▶ [Document passage]:
###

Chasing Einstein down a hole

Physicist Mark Kasevich works in a 25-foot pit beneath the Varian Building in search of Albert Einstein. Or more specifically, Kasevich is searching for proof that Einstein got it right in 1907 when he formulated his equivalence principle, declaring in effect that the tug of gravity is indistinguishable from the force that pushes you back into your seat in a rapidly accelerating Porsche.

If Einstein was right, the equivalence principle also requires that "objects should fall at the same rate under gravity, regardless of their composition, regardless of their mass," said Jason Hogan, one of Kasevich's graduate students. Their team is now installing the esoteric equipment designed to test that prediction by tossing up a handful of rubidium atoms—some slightly heavier than others—and watching them fall to the bottom of the pit.

Sound familiar? Galileo supposedly tried something similar, dropping objects of different weights from the Tower of Pisa. He accurately recorded that they landed together, a finding that still holds true for ordinary objects. But on the quantum atomic level, theorists have some doubts.

"We want to show that our experimental data agrees with the equivalence principle to a certain number of decimal places," Hogan said. "Our goal is 15 decimals. That would be a new world record."

###

▶ [Directions]:
1. Name every person mentioned in the article about testing Einstein's equivalence principle.
2. Extend the article about the falling-atom test of Einstein's equivalence principle, picking up after its last sentence.

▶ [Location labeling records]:
###

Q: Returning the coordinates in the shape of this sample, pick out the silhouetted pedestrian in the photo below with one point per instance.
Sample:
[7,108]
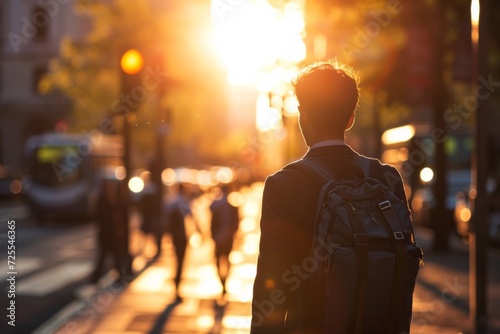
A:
[150,206]
[225,220]
[112,235]
[175,213]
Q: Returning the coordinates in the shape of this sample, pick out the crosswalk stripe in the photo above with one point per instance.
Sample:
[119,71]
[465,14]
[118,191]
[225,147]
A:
[24,266]
[53,278]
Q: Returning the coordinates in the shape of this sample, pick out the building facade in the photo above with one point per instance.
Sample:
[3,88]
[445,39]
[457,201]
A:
[30,36]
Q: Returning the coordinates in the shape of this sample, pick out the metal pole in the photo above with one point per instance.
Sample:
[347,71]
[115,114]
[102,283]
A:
[479,238]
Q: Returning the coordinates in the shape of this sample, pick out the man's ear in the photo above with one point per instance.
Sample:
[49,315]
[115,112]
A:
[301,112]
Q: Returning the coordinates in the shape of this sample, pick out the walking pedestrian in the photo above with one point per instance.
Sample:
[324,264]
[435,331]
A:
[224,224]
[112,224]
[285,299]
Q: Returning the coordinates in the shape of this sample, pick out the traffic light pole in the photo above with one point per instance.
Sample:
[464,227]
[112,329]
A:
[479,240]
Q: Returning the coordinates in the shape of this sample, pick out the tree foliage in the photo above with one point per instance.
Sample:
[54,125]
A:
[174,40]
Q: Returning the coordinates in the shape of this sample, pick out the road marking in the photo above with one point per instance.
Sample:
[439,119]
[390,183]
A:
[18,212]
[54,278]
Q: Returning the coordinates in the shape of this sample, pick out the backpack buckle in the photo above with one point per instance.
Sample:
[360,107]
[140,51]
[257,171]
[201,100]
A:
[385,205]
[360,239]
[399,235]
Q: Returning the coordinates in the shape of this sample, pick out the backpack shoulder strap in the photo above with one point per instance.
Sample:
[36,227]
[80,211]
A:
[365,164]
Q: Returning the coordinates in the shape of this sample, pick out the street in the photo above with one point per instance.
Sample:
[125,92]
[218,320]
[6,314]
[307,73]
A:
[52,267]
[54,262]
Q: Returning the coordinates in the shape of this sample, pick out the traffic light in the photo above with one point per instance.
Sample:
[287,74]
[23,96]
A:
[131,63]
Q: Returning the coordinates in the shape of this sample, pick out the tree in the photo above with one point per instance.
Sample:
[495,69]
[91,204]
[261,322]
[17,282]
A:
[173,38]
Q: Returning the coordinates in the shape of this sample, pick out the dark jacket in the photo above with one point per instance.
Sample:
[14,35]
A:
[284,300]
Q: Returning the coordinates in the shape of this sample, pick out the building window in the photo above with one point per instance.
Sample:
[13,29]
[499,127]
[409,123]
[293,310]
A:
[41,20]
[38,74]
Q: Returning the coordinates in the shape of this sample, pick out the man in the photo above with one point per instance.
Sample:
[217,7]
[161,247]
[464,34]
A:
[285,300]
[224,224]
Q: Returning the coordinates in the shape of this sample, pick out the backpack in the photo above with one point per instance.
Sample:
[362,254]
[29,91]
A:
[366,253]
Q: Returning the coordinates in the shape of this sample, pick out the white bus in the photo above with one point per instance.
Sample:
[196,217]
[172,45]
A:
[63,172]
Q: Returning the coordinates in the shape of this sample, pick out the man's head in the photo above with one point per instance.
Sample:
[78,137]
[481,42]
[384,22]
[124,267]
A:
[328,95]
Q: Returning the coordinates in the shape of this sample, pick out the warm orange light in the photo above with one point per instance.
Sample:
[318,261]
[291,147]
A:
[132,61]
[474,13]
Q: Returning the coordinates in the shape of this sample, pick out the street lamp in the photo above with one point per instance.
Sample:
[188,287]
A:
[479,234]
[131,63]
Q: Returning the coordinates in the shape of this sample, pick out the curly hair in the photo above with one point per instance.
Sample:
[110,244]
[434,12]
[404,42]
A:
[328,93]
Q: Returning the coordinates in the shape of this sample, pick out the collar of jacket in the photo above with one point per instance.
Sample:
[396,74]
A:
[330,150]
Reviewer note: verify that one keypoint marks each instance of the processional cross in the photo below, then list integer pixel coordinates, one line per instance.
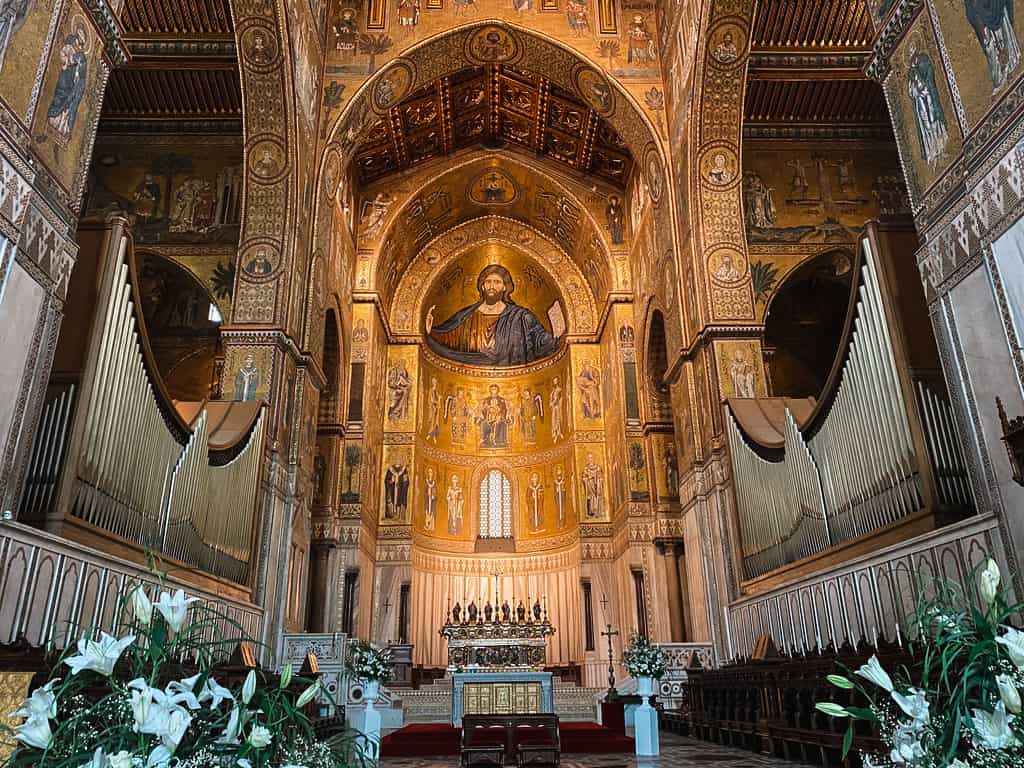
(612, 694)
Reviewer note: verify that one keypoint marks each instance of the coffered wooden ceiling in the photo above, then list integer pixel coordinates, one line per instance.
(494, 105)
(182, 73)
(177, 17)
(807, 67)
(812, 25)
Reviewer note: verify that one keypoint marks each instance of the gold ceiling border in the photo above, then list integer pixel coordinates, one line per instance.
(430, 262)
(507, 564)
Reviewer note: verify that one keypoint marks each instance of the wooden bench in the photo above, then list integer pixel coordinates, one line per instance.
(523, 740)
(767, 706)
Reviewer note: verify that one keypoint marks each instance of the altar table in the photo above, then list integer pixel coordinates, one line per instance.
(501, 693)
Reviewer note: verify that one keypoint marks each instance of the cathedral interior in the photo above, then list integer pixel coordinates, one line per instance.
(701, 320)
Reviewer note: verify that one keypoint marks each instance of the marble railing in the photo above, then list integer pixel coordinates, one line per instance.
(52, 590)
(679, 656)
(331, 650)
(867, 598)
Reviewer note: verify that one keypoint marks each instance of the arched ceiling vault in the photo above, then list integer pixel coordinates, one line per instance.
(399, 217)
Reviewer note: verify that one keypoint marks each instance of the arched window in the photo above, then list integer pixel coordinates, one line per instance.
(496, 506)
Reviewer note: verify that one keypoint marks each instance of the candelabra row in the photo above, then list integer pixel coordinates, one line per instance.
(494, 613)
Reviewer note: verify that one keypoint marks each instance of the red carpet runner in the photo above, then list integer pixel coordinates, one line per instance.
(437, 739)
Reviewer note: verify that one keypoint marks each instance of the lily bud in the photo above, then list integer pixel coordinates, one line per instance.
(141, 606)
(1009, 693)
(989, 586)
(249, 687)
(307, 695)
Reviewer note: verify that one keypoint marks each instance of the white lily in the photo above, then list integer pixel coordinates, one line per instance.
(35, 732)
(148, 714)
(236, 722)
(249, 687)
(159, 758)
(1013, 641)
(914, 705)
(161, 714)
(99, 655)
(872, 671)
(141, 605)
(178, 721)
(1009, 693)
(181, 692)
(259, 737)
(174, 608)
(992, 728)
(42, 704)
(989, 586)
(211, 691)
(906, 745)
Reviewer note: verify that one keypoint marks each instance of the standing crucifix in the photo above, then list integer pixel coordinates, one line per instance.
(612, 694)
(386, 605)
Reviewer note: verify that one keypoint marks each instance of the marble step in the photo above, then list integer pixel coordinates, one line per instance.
(432, 704)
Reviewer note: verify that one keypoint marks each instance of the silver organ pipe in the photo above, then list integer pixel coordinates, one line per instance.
(944, 449)
(47, 455)
(859, 471)
(785, 519)
(211, 515)
(127, 451)
(134, 475)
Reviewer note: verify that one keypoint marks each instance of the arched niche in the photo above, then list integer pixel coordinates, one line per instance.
(400, 215)
(466, 245)
(182, 323)
(804, 324)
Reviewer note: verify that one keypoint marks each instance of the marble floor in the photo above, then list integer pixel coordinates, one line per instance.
(677, 752)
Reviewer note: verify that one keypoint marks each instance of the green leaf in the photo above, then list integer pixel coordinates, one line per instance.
(862, 713)
(840, 682)
(832, 709)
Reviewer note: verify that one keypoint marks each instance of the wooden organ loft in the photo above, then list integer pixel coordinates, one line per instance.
(118, 464)
(871, 462)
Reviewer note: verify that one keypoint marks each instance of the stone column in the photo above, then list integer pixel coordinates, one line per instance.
(684, 594)
(320, 568)
(675, 601)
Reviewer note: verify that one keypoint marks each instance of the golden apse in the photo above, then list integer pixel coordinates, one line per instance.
(495, 467)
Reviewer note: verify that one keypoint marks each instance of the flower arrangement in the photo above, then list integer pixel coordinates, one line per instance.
(147, 698)
(369, 664)
(642, 658)
(964, 708)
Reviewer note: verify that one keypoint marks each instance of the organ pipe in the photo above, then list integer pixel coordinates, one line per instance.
(858, 469)
(140, 471)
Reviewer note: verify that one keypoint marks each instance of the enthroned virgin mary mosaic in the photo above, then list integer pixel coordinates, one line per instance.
(495, 330)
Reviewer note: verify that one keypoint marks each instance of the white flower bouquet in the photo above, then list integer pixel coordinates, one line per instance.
(147, 698)
(642, 658)
(961, 707)
(369, 664)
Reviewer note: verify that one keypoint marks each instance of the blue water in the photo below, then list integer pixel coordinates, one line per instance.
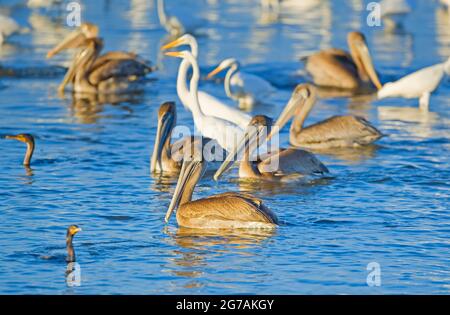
(387, 204)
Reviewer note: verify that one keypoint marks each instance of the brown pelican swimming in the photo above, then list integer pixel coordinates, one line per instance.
(276, 165)
(29, 140)
(167, 157)
(338, 68)
(113, 72)
(223, 211)
(337, 131)
(161, 160)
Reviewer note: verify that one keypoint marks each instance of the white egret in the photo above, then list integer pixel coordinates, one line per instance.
(224, 132)
(419, 84)
(210, 105)
(248, 89)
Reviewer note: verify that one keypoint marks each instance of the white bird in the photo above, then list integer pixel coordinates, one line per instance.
(419, 84)
(224, 132)
(248, 89)
(210, 105)
(8, 26)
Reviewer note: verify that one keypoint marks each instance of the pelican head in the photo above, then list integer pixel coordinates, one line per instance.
(227, 63)
(302, 99)
(76, 38)
(361, 56)
(166, 121)
(23, 137)
(193, 168)
(29, 140)
(258, 129)
(186, 39)
(72, 230)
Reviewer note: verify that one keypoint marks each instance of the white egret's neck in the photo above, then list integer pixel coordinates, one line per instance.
(182, 88)
(233, 70)
(194, 86)
(194, 46)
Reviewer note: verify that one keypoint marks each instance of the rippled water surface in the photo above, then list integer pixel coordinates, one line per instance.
(387, 203)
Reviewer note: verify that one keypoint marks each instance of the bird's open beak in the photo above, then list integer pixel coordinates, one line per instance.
(175, 43)
(188, 169)
(214, 72)
(73, 40)
(366, 60)
(250, 135)
(174, 54)
(162, 133)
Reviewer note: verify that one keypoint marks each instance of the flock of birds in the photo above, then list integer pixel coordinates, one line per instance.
(227, 128)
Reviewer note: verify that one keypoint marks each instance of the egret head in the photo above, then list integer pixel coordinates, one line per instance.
(225, 64)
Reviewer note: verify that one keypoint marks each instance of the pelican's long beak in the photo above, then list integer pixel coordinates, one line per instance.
(70, 74)
(177, 42)
(250, 135)
(162, 132)
(188, 169)
(366, 60)
(73, 40)
(215, 71)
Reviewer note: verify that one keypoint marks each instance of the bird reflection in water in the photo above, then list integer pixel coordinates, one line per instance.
(351, 155)
(198, 246)
(87, 108)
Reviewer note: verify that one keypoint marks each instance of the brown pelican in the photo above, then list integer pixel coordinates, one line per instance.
(276, 165)
(71, 231)
(337, 131)
(162, 153)
(113, 72)
(337, 68)
(223, 211)
(167, 157)
(29, 140)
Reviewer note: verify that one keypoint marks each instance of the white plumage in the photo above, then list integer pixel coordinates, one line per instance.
(210, 105)
(245, 88)
(394, 7)
(223, 131)
(419, 84)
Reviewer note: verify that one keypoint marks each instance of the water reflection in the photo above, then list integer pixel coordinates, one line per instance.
(352, 155)
(87, 108)
(196, 247)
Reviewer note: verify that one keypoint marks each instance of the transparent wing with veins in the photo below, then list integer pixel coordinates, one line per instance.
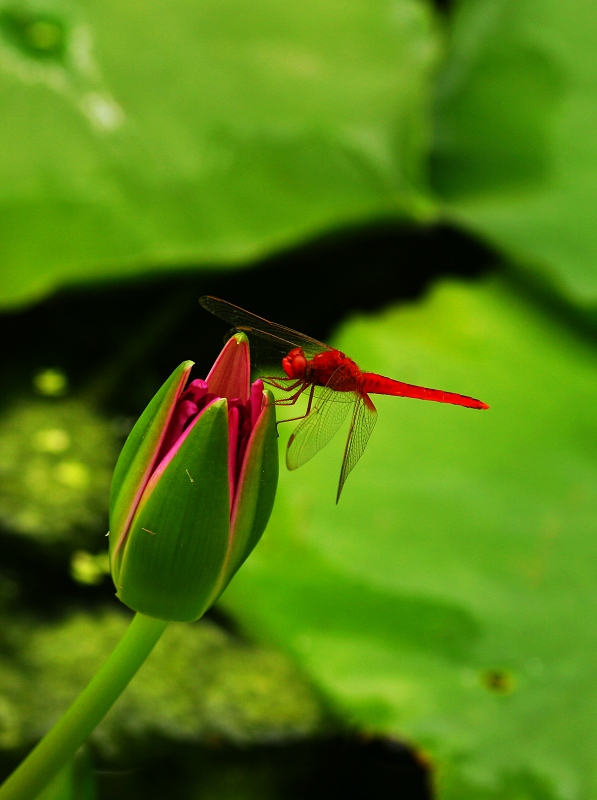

###

▶ [Results of the exercise]:
1. Mark Kasevich, Albert Einstein, Jason Hogan, Galileo

2.
If they succeed, the additional decimal points might produce interesting results. "There's some recent theory that in the area of 15 to 18 digits, the equivalence principle may no longer hold," Kasevich said. "In which case we'd be looking for a way of revising the basic laws of nature."

Physics Department chair Patricia Burchat says she's fascinated by the scene of physicists in a basement pit using quantum physics—science on the smallest scale—to examine an important underpinning of Einstein's theory of relativity, which attempts to explain the far reaches of the universe.

The "pit" is a vertical cylinder 8 feet wide and 25 feet deep, built decades ago for another experiment. Safety officials required the researchers to take "confined space" training and wear a safety harness while going up and down the ladder. "It's kind of like doing rock climbing while you're assembling the apparatus," Kasevich said.

His NASA-funded experiment involves two isotopes of rubidium, identical except for their weight: Rb-87 has two more neutrons in its core than Rb-85. Before they are dropped, the atoms must be slowed from their normal 650 mph zippiness to a pedestrian pace of a few millimeters per second—the equivalent of cooling them to within a tiny fraction of absolute zero. The task will be accomplished not with refrigeration but, counterintuitively, with lasers.

The rubidium atoms will be bombarded head-on by a stream of laser photons, slowing them to a crawl. "It's basically like trying to slow something down by throwing a bunch of snowballs at it," Hogan said.

A powerful magnetic field will confine the sluggish atoms into a millimeter-wide cloud at the bottom of the drop tube. From there, more photons will gently loft the atoms to the top of the tube to begin their freefall. Remarkably, the experimenters will be able to hit each rubidium atom with the same number of photons, about 2,000 per atom. During the atoms' 1.3-second fall back to the bottom of the tube, flashing lasers will track individual atoms as gravity accelerates their decent. Kasevich expects to loft his first atoms in about six months.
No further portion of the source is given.